Set exercise 1> In the forum thread about feeling like a loser, what age does the original poster give?
Set exercise 2> Condense the paragraph of the forum thread that begins "I know this is starting to look like a blogpost" into one short sentence that keeps its main points.

─── Text section ───

Hello guys. I've come to the terrible realization im just a loser. And I don't know how to fix myself

Hello guys. I've come to the terrible realization im just a loser. And I don't know how to fix myself.

>Im a kissless virgin at 22
>Watch cuckold porn unironically everyday
>Still live with my parents, simply because they feel bad so they don't kick me out
>Not good at a single thing in the world
>Have spent 5 hours average on Veeky Forums per day for the last 3 years
>No friends
>Never had a gf
>Not even fit despite being on Veeky Forums for so long

How the fuck do i fix myself? Should I just completely change myself, do the opposite of what id normally do and never look back?

I know this is starting to look like a blogpost deserving to be on tumblr but I'm just losing hope. It was fun at first but now I'm realizing I'm becoming the person Ive never wanted to be.

>get a job
>get a hobby
>go lift
back to /r9k/

wow great, thanks so much normie.

>do the opposite of what id normally do and never look back?

yes. when you go to the diner, order chicken salad on rye with a side of potato salad and a cup of tea

I'll fix you, user. I know what it's like to feel like a loser. You've made the first step by being honest with yourself.

My name's user.

I'm unemployed and I live with my parents.

please help me

if you call people normies, you deserve your fate.

You are just a failure, nothing special about you. Normies tend to be better than you at life. Do you want to be a lame faggot where the normies just handle life gracefully? No, but you're a failure so you will live this way anyway.

─── Data block ───

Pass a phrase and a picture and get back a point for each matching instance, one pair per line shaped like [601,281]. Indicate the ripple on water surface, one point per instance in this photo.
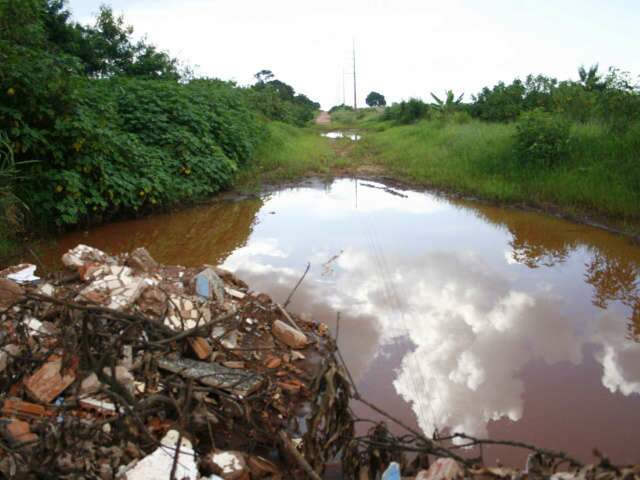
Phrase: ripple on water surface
[454,315]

───

Worked solution 1> 22

Worked solution 2> The poster admits the post resembles a Tumblr blog entry, says hope is fading, and feels that what began as fun is turning the poster into someone never wanted.